=== Section Start ===

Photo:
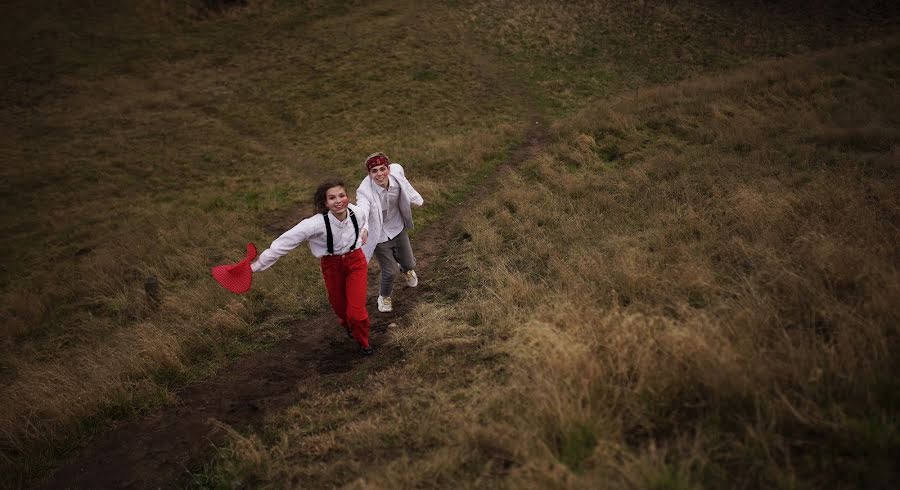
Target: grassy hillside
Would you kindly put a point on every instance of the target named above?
(154, 139)
(698, 291)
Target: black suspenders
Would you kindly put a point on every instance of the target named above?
(330, 237)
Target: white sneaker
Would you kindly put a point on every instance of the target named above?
(411, 279)
(384, 304)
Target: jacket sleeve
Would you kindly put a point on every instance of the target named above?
(288, 241)
(414, 197)
(363, 201)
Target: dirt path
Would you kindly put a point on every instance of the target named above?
(156, 450)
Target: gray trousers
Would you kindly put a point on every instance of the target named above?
(390, 254)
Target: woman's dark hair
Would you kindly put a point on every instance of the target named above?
(319, 196)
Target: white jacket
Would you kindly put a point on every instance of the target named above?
(368, 201)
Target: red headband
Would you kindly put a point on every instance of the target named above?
(376, 161)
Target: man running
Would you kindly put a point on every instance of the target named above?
(388, 197)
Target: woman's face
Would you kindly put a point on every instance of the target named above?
(336, 200)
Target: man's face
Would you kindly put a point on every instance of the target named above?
(336, 200)
(380, 175)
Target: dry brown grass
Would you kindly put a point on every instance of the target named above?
(692, 288)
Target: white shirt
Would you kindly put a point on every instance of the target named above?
(392, 222)
(312, 230)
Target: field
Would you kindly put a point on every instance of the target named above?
(675, 264)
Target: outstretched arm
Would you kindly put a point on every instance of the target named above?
(288, 241)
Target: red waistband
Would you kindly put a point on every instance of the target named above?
(343, 256)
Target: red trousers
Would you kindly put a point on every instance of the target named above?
(345, 279)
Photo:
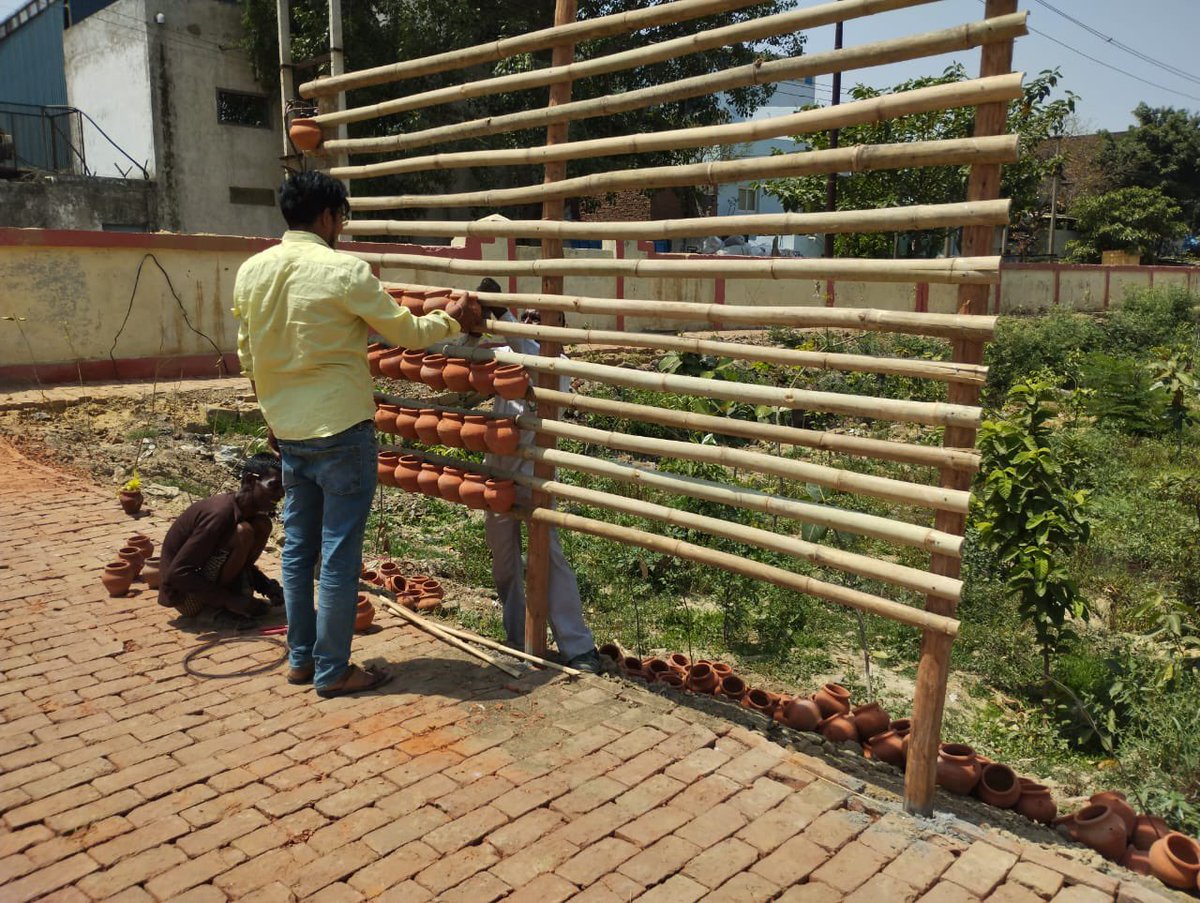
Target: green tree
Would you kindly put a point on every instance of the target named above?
(1036, 117)
(1161, 151)
(1145, 221)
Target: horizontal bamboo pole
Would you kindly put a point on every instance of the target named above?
(923, 412)
(955, 459)
(874, 109)
(688, 551)
(960, 37)
(893, 219)
(858, 159)
(953, 270)
(941, 370)
(583, 30)
(822, 515)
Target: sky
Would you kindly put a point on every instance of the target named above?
(1167, 31)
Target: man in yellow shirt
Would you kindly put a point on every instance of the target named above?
(304, 312)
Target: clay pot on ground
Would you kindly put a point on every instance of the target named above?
(999, 785)
(958, 770)
(1175, 861)
(427, 479)
(431, 371)
(117, 578)
(483, 374)
(832, 699)
(502, 436)
(151, 573)
(802, 713)
(131, 501)
(408, 468)
(427, 425)
(406, 423)
(305, 135)
(385, 467)
(133, 556)
(1102, 829)
(511, 382)
(887, 747)
(702, 679)
(457, 375)
(450, 429)
(364, 614)
(499, 495)
(870, 719)
(1036, 802)
(473, 491)
(409, 365)
(1116, 801)
(143, 543)
(474, 432)
(1149, 829)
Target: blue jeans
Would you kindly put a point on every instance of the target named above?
(330, 483)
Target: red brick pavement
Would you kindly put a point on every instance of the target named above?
(124, 777)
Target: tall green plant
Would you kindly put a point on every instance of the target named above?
(1031, 515)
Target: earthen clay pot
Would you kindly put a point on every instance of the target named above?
(431, 371)
(888, 747)
(483, 372)
(958, 770)
(427, 479)
(427, 425)
(385, 418)
(390, 364)
(406, 423)
(457, 375)
(1116, 801)
(117, 578)
(1102, 829)
(364, 614)
(1149, 829)
(450, 429)
(870, 719)
(1036, 802)
(499, 495)
(999, 785)
(474, 432)
(502, 436)
(408, 468)
(133, 556)
(385, 468)
(142, 543)
(832, 699)
(151, 573)
(802, 713)
(511, 382)
(411, 363)
(1175, 861)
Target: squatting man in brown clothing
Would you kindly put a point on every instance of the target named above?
(210, 551)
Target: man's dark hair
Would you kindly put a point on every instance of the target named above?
(305, 196)
(259, 465)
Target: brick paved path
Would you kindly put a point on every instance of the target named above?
(124, 777)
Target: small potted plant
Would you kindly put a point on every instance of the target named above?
(131, 495)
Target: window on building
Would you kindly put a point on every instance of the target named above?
(240, 108)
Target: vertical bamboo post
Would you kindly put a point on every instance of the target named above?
(933, 671)
(538, 569)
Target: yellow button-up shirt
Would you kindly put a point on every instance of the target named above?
(304, 312)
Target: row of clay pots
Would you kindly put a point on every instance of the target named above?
(132, 558)
(486, 377)
(474, 432)
(453, 484)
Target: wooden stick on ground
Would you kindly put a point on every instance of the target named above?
(437, 631)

=== Section End ===

What the task asks » Lines containing the string "clay": report how many there are in the material above, and nothing more.

Response to the exercise » 3